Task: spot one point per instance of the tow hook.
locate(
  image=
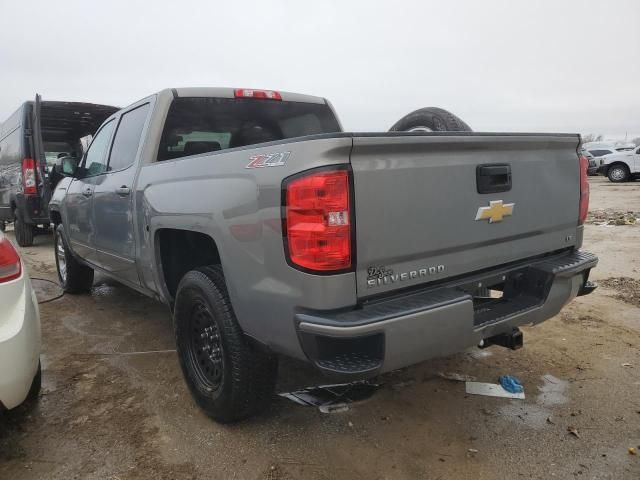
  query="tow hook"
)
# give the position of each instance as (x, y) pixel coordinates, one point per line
(512, 340)
(587, 287)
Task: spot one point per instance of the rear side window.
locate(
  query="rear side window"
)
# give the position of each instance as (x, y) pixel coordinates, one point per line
(96, 159)
(198, 125)
(127, 139)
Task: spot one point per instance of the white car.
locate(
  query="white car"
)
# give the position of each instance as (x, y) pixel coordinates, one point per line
(621, 166)
(20, 372)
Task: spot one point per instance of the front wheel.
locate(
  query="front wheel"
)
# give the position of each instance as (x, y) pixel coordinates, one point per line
(618, 173)
(74, 277)
(228, 377)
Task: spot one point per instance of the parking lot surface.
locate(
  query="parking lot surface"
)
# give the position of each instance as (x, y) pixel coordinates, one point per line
(114, 405)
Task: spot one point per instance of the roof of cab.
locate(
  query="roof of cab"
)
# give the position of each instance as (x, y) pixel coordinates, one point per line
(221, 92)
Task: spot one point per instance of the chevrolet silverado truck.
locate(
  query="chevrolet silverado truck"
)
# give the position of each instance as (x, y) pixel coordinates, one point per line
(269, 231)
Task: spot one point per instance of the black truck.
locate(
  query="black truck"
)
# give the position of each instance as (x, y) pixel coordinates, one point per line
(32, 140)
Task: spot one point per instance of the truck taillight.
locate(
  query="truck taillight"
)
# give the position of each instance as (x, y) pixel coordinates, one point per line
(9, 261)
(318, 221)
(250, 93)
(584, 190)
(29, 176)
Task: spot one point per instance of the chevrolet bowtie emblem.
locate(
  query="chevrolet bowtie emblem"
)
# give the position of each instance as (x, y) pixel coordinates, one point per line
(495, 212)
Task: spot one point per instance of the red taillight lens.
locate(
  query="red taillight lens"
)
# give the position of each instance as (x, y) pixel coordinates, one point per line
(29, 176)
(584, 190)
(264, 94)
(318, 221)
(9, 261)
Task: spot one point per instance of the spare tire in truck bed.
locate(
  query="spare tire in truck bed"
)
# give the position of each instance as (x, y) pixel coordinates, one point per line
(430, 119)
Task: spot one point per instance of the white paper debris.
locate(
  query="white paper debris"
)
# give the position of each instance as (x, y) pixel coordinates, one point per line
(490, 390)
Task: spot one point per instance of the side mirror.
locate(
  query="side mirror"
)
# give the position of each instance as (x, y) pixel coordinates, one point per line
(69, 166)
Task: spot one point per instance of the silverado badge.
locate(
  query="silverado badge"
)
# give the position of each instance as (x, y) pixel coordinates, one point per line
(495, 212)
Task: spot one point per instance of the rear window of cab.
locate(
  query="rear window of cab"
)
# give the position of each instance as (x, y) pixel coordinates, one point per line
(197, 125)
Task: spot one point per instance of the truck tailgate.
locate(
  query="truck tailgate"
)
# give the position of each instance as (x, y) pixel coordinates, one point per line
(420, 216)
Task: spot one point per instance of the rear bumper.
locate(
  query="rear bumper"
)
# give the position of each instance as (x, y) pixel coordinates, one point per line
(19, 341)
(404, 330)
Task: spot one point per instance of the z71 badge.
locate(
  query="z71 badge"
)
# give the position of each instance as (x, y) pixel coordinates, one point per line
(268, 160)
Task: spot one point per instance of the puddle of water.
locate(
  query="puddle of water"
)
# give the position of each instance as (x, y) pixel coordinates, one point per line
(45, 290)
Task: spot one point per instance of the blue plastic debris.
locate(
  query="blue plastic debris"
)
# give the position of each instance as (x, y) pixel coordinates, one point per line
(511, 384)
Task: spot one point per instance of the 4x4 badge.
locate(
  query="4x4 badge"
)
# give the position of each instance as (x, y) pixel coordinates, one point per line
(495, 212)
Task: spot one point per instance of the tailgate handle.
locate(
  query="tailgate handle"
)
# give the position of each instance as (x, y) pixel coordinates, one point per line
(493, 178)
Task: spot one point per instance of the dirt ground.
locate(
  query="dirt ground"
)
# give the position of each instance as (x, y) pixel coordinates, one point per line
(114, 405)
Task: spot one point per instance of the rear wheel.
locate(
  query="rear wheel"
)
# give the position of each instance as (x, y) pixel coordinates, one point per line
(228, 377)
(23, 231)
(618, 173)
(430, 119)
(74, 277)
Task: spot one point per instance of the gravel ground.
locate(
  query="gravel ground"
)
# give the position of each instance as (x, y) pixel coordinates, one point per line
(114, 406)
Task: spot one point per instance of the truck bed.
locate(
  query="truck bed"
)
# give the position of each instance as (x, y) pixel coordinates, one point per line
(420, 215)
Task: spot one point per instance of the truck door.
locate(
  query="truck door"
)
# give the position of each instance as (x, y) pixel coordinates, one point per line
(79, 198)
(113, 204)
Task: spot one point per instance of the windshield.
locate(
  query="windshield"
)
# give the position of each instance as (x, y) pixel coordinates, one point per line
(198, 125)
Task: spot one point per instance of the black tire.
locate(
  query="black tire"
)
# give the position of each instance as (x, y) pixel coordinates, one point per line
(430, 119)
(23, 231)
(618, 173)
(228, 377)
(74, 277)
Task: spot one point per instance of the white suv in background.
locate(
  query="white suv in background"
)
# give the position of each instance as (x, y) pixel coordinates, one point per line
(20, 372)
(621, 166)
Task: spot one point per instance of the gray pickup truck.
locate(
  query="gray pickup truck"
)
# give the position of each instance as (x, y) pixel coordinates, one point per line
(268, 231)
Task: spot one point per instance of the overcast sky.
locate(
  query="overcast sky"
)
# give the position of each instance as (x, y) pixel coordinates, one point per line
(571, 66)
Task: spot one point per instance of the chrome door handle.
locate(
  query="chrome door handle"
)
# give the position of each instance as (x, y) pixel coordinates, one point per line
(123, 191)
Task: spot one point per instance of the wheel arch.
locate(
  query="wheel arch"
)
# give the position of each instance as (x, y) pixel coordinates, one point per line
(178, 251)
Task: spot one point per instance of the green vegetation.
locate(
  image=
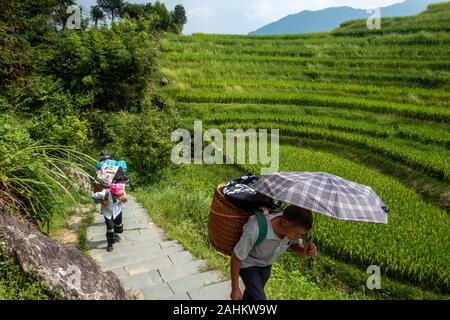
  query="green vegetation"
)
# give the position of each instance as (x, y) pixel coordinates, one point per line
(67, 94)
(368, 105)
(180, 202)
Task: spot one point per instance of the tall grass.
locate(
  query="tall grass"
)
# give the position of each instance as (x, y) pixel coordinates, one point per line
(35, 177)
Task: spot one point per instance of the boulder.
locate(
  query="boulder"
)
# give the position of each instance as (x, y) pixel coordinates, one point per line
(60, 268)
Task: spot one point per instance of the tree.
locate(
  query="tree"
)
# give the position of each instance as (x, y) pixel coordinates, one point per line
(113, 8)
(97, 14)
(179, 16)
(165, 18)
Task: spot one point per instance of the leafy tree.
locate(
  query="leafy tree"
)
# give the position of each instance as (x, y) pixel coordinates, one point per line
(97, 14)
(165, 21)
(179, 16)
(113, 8)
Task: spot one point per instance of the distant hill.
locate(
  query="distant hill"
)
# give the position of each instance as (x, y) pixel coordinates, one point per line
(330, 18)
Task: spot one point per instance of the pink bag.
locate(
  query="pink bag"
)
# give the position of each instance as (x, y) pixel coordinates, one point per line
(118, 189)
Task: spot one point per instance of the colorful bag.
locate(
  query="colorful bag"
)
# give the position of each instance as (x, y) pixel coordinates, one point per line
(242, 195)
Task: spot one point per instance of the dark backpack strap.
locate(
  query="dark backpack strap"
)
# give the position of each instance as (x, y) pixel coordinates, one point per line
(262, 226)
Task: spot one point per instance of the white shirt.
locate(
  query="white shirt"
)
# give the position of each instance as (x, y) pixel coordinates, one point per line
(267, 251)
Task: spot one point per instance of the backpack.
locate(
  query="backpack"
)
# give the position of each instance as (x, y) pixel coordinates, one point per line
(262, 227)
(110, 172)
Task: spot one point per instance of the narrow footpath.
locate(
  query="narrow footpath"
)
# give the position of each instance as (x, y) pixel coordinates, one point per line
(151, 266)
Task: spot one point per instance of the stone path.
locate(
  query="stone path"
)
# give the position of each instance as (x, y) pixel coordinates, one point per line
(150, 265)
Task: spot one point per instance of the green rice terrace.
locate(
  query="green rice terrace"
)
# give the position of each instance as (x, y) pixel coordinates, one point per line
(372, 106)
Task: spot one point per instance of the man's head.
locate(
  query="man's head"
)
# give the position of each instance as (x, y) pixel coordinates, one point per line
(296, 222)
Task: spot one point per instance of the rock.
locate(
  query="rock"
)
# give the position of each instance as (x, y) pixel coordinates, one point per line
(164, 82)
(81, 178)
(60, 268)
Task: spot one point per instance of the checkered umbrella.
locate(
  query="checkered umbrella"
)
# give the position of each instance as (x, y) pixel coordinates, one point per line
(326, 194)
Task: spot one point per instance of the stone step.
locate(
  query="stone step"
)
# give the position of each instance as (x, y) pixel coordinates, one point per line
(149, 265)
(161, 292)
(135, 258)
(216, 291)
(181, 271)
(181, 257)
(138, 281)
(194, 281)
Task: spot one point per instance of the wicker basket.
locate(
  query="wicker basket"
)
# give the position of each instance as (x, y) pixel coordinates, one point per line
(225, 223)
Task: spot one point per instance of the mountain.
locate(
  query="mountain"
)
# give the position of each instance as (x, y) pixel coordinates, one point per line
(330, 18)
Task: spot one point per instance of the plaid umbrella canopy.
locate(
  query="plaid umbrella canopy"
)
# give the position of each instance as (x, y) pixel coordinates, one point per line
(326, 194)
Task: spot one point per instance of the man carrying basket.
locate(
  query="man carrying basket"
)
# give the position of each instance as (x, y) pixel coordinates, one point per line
(252, 258)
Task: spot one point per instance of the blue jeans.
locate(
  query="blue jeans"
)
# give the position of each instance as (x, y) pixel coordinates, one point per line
(255, 279)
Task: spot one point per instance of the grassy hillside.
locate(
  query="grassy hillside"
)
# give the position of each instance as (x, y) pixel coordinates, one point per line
(371, 106)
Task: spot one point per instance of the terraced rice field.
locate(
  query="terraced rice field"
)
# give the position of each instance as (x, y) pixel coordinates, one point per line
(369, 105)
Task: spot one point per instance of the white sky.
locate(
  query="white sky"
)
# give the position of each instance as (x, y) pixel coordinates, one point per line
(244, 16)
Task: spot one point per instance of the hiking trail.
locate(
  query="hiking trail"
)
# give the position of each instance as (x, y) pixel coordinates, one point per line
(151, 266)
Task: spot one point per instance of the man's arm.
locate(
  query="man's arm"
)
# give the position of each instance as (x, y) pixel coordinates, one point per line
(298, 249)
(236, 293)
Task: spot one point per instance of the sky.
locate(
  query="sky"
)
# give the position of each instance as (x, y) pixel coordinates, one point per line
(244, 16)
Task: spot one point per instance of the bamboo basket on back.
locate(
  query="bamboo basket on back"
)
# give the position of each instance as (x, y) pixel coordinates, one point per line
(225, 222)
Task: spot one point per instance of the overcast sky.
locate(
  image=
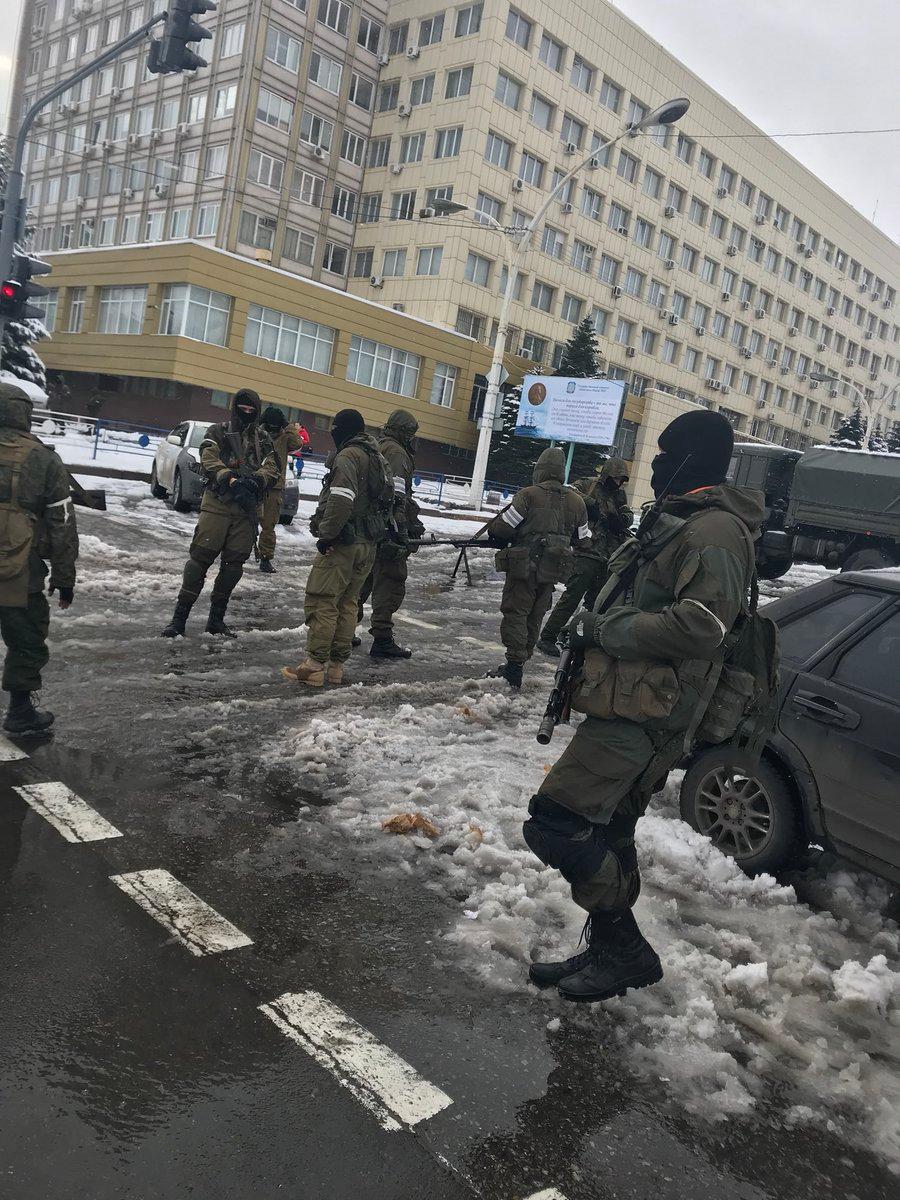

*Your goal:* Please report every line of the records that contains the word "vegetation".

*Answer for the task:*
Task: spot one point per instance of the green vegetation.
  query="green vegetation"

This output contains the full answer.